--- begin Data provided ---

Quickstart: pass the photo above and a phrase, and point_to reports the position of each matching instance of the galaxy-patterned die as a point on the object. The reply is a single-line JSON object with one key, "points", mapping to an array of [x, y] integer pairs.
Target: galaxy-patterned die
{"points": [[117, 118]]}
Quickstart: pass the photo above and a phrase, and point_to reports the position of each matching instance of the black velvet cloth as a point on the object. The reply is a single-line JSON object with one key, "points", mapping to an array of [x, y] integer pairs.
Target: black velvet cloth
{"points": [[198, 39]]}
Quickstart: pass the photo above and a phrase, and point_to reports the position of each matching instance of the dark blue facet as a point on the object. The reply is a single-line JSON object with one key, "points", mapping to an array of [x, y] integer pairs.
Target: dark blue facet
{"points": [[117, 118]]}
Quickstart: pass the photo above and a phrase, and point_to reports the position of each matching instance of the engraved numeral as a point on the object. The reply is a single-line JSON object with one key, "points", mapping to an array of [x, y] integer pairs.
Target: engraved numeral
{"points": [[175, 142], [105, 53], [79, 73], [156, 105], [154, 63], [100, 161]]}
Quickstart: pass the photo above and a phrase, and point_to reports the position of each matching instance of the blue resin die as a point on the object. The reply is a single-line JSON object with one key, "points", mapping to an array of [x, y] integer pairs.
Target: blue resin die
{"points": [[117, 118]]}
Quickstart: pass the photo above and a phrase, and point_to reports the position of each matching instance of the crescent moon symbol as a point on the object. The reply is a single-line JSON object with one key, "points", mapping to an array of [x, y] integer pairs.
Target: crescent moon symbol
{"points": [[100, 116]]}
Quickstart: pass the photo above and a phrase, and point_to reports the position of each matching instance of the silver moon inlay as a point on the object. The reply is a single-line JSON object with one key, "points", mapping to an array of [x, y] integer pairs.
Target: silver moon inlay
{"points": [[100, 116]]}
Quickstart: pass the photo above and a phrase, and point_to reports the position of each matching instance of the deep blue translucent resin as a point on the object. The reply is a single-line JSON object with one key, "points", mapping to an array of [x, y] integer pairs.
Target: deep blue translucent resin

--- end Data provided ---

● **Problem to solve**: Print all of the rows above again, word for word, without changing anything.

● **Expected answer**:
Quickstart: pass the photo above and a phrase, and point_to reports the position of each matching instance of the galaxy-patterned die as a point on the object. The reply is a single-line JSON object with one key, "points", mapping to an array of [x, y] integer pairs.
Target: galaxy-patterned die
{"points": [[117, 118]]}
Quickstart: pass the photo above and a phrase, and point_to reports the position of each matching instance of the black velvet cloth as a point on the object. The reply is a single-line JSON object with one key, "points", mapping to an array of [x, y] integer pairs.
Target: black velvet cloth
{"points": [[198, 39]]}
Quickstart: pass the photo above and a phrase, and point_to reports the position of each matching instance of the dark blue facet as a point on the object. The reply is a single-line JSON object with one key, "points", mapping to an array of [x, y] integer pairs.
Target: dark blue facet
{"points": [[117, 118]]}
Quickstart: pass the photo above and a phrase, and point_to reports the position of each matching instance of the engraved numeral as a point on the object. The reply is a single-line JSON object with one key, "points", mapping to an array of [x, y] integer pairs.
Target: engraved numeral
{"points": [[175, 142], [105, 53], [79, 73], [156, 105], [154, 63], [100, 161]]}
Quickstart: pass the photo above and a phrase, and point_to reports the position of each matching instance of the blue resin die as a point on the object. The reply is a single-line JSON object with one key, "points", mapping to an array of [x, y] integer pairs.
Target: blue resin die
{"points": [[117, 118]]}
Quickstart: pass the photo above and a phrase, and point_to reports the position of each matching instance of the crescent moon symbol as a point on the object. The reply is a single-line JSON object with one key, "points", mapping to an array of [x, y] integer pairs.
Target: crescent moon symbol
{"points": [[100, 116]]}
Quickstart: pass the photo above and a phrase, and point_to reports the position of each matching instance of the silver moon inlay as a point on the object. The reply is a single-line JSON object with one key, "points", mapping to an array of [x, y] integer pairs.
Target: silver moon inlay
{"points": [[100, 116]]}
Quickstart: pass the photo above and a phrase, and point_to reports the position of each matching instance of the deep blue translucent resin as a point on the object. The reply is a single-line JSON object with one key, "points", mapping to an array of [x, y] integer pairs.
Target: deep blue translucent resin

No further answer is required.